▶ [DIRECTIONS FOR THIS TASK]:
Rewrite the data below, replacing every occurrence of "Drop one point" with "Place a single point" and keeping everything else unchanged. Omit the pictures from your output.

── DATA LISTING

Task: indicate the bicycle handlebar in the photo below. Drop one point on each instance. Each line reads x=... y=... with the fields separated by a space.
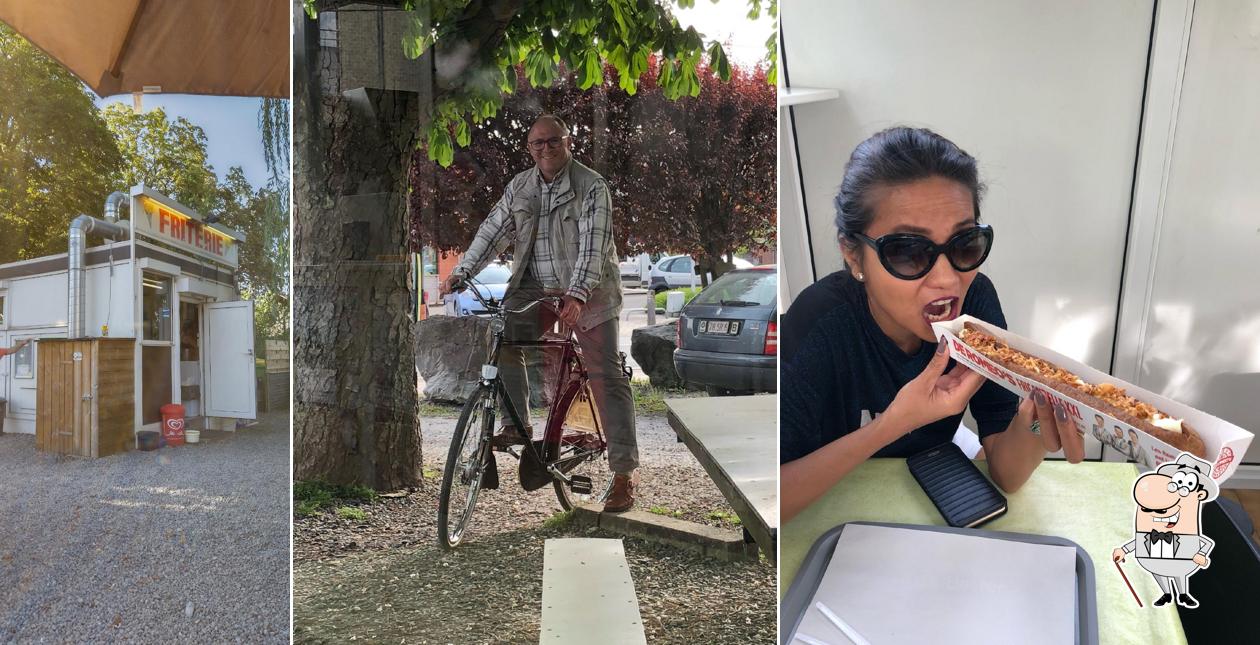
x=471 y=282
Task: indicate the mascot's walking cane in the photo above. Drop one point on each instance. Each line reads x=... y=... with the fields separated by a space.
x=1127 y=582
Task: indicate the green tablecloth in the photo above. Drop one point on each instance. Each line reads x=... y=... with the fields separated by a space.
x=1089 y=503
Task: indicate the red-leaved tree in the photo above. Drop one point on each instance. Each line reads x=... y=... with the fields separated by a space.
x=693 y=175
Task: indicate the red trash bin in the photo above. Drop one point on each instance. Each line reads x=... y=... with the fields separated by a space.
x=173 y=423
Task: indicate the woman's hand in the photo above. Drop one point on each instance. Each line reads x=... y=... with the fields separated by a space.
x=1014 y=454
x=1057 y=431
x=934 y=394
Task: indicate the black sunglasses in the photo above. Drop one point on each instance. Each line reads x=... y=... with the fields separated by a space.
x=910 y=257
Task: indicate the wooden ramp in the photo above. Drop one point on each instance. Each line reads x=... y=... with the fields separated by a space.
x=587 y=593
x=736 y=439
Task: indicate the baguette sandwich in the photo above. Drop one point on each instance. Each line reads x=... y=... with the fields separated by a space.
x=1104 y=397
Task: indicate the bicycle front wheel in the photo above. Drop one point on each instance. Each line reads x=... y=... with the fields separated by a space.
x=465 y=465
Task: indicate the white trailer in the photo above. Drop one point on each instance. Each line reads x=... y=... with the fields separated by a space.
x=169 y=282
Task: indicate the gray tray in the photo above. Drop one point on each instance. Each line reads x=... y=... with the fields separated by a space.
x=809 y=576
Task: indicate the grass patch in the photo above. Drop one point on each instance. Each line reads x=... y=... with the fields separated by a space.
x=313 y=496
x=560 y=519
x=665 y=512
x=725 y=517
x=430 y=410
x=352 y=513
x=688 y=294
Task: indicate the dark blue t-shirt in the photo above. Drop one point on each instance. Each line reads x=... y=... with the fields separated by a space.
x=838 y=371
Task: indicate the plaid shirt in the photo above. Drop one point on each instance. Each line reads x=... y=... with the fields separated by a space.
x=594 y=233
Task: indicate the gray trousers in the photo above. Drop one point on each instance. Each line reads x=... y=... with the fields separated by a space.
x=1169 y=572
x=610 y=388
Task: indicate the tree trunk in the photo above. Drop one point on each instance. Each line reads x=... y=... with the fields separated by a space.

────

▶ [SOLUTION BELOW]:
Task: indicate the bicycle handlebar in the photo below. Place a single point on each instance. Each line reads x=... y=... with the fields separated by a space.
x=471 y=282
Task: indicate the mascot's walking cane in the photo above. Place a single point on each instance. Each line reads x=... y=... with the fields separated by a space.
x=1127 y=582
Task: indicate the green tablecloth in the photo above. Place a single point on each instance. Each line reads x=... y=... with the fields separated by a space.
x=1089 y=503
Task: indicate the red-leaved tree in the photo above. Place a single point on each instance. Each line reads x=... y=... with the fields separated by a space.
x=693 y=175
Task: indicate the red trash bin in the photo above. Place a single point on each instance. Each line reads x=... y=... with the fields separated by a space.
x=173 y=423
Task: indicate the woman's hand in the photo above. Place a single point on each instance. Each line reads x=... y=... with the fields separated by a space.
x=1014 y=454
x=1057 y=431
x=934 y=394
Task: indicate the black sunglasses in the photo above. Place a single point on each instance. Each line reads x=... y=... with the fields separated by a space.
x=910 y=257
Task: indicate the wooden ramp in the photo above. Place a single point on each instance. Each line reads x=... y=... with the fields separated by a space.
x=587 y=593
x=736 y=439
Task: indicate the baguette sandwich in the photo above. Place a single point on each instance. Each line reads x=... y=... with the fields separated by a space.
x=1104 y=397
Task: indicate the bicycle front wheel in the photo above. Place a single point on each instance. Each line reads x=... y=... with the fields separated by a space.
x=465 y=465
Task: indicate the white trailer in the photo above. Place a single point on each instance. Each line reads x=... y=... with the fields separated by a space.
x=169 y=282
Task: indicate the gray tray in the photo above. Place a single point on each instance. Each line reads x=... y=... with the fields separated by a space.
x=809 y=576
Task: indicate the grass patch in the photo above. Place a single point on each instance. Each line reads x=... y=... with the fields separated by a space.
x=313 y=496
x=560 y=519
x=665 y=512
x=725 y=517
x=430 y=410
x=352 y=513
x=688 y=294
Task: indicate the dark blue t-shirt in the photo above. Place a single point on each instance. Each line reads x=... y=... with the fields separated by a space.
x=838 y=371
Task: indicate the plaid shirt in the photo above. Place a single point on each instance. Each line reads x=... y=... with the fields separated by a space.
x=594 y=233
Task: indicate the gray trousers in the photo above. Place a single point on each instance. Each line reads x=... y=... with the fields separated by a space.
x=1169 y=572
x=610 y=388
Task: indicate the tree trunk in the photo above. Place a single point on each instance. Each line reads x=... y=... with the fields separated by a space.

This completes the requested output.